A partir de Biutiful, no entando, o diretor inicia uma mudança de foco e de estilo - marcando também o início do rompimento da parceria com Arriaga. Em sua 2ª Fase, composta até aqui por 3 filmes (o já citado Biutiful, o premiado Birdman e este The Revenant), o diretor passa a narrar histórias de homens determinados à "dar a volta por cima'', por assim dizer, em suas vidas.


Se em Biutiful tínhamos no personagem Uxbal (Javier Bardem) a figura de um homem tentando conciliar o sentimento de culpa pelo fim do relacionamento e tentando criar os filhos sozinho e desempregado; e se em Birdman, por sua vez, tínhamos no personagem Riggan Thomson (Michael Keaton) a figura de um ator que tivera sucesso interpretando um super-herói numa franquia cinematográfica e que tenta se afirmar como artista produzindo, dirigindo, roteirizando e estrelando uma peça de teatro; em The Revenant temos o extremo: Hugh Gloss, um pioneiro da colonização norte-americana que teve sua família massacrada, restando-lhe apenas seu filho, que depois de ser violentamente atacado por uma fera selvagem e abandonado para morrer por seus parceiros, tenta de todas as formas sobreviver e vingar-se.

» TAREFA A: Reproduza a parte do trecho sobre Biutiful, Birdman e The Revenant começando em "A partir de" e terminando em "em suas vidas.".

» LISTAGEM DISPONÍVEL:
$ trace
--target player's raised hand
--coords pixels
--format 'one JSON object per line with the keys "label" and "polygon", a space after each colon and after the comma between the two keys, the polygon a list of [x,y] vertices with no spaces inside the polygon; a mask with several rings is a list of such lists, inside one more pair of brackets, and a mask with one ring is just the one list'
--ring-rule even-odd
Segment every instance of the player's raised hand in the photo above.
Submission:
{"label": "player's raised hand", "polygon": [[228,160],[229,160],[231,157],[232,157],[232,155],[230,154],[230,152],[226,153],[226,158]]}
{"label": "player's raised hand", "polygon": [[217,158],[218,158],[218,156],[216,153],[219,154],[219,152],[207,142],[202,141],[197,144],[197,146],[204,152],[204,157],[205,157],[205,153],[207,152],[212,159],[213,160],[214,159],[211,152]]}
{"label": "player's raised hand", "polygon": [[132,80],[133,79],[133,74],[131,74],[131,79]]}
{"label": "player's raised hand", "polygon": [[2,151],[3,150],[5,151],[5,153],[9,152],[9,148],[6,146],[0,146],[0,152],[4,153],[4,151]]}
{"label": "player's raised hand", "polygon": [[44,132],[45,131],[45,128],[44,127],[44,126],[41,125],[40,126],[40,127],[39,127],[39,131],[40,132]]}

» TAREFA B: Troque "even-odd" por "nonzero" em toda a listagem e escreva-a de novo, sem nenhuma outra alteração.

» SOLUÇÃO DO EXERCÍCIO A:
A partir de Biutiful, no entando, o diretor inicia uma mudança de foco e de estilo - marcando também o início do rompimento da parceria com Arriaga. Em sua 2ª Fase, composta até aqui por 3 filmes (o já citado Biutiful, o premiado Birdman e este The Revenant), o diretor passa a narrar histórias de homens determinados à "dar a volta por cima'', por assim dizer, em suas vidas.

» SOLUÇÃO DO EXERCÍCIO B:
$ trace
--target player's raised hand
--coords pixels
--format 'one JSON object per line with the keys "label" and "polygon", a space after each colon and after the comma between the two keys, the polygon a list of [x,y] vertices with no spaces inside the polygon; a mask with several rings is a list of such lists, inside one more pair of brackets, and a mask with one ring is just the one list'
--ring-rule nonzero
Segment every instance of the player's raised hand in the photo above.
Submission:
{"label": "player's raised hand", "polygon": [[228,160],[229,160],[231,157],[232,157],[232,155],[230,154],[230,152],[226,153],[226,158]]}
{"label": "player's raised hand", "polygon": [[217,158],[218,158],[218,156],[216,153],[219,154],[219,152],[207,142],[202,141],[197,144],[197,146],[204,152],[204,157],[205,157],[205,153],[207,152],[212,159],[213,160],[214,159],[211,152]]}
{"label": "player's raised hand", "polygon": [[132,80],[133,79],[133,74],[131,74],[131,79]]}
{"label": "player's raised hand", "polygon": [[2,151],[3,150],[5,151],[5,153],[9,152],[9,148],[6,146],[0,146],[0,152],[4,153],[4,151]]}
{"label": "player's raised hand", "polygon": [[44,132],[45,131],[45,128],[44,127],[44,126],[41,125],[40,126],[40,127],[39,127],[39,131],[40,132]]}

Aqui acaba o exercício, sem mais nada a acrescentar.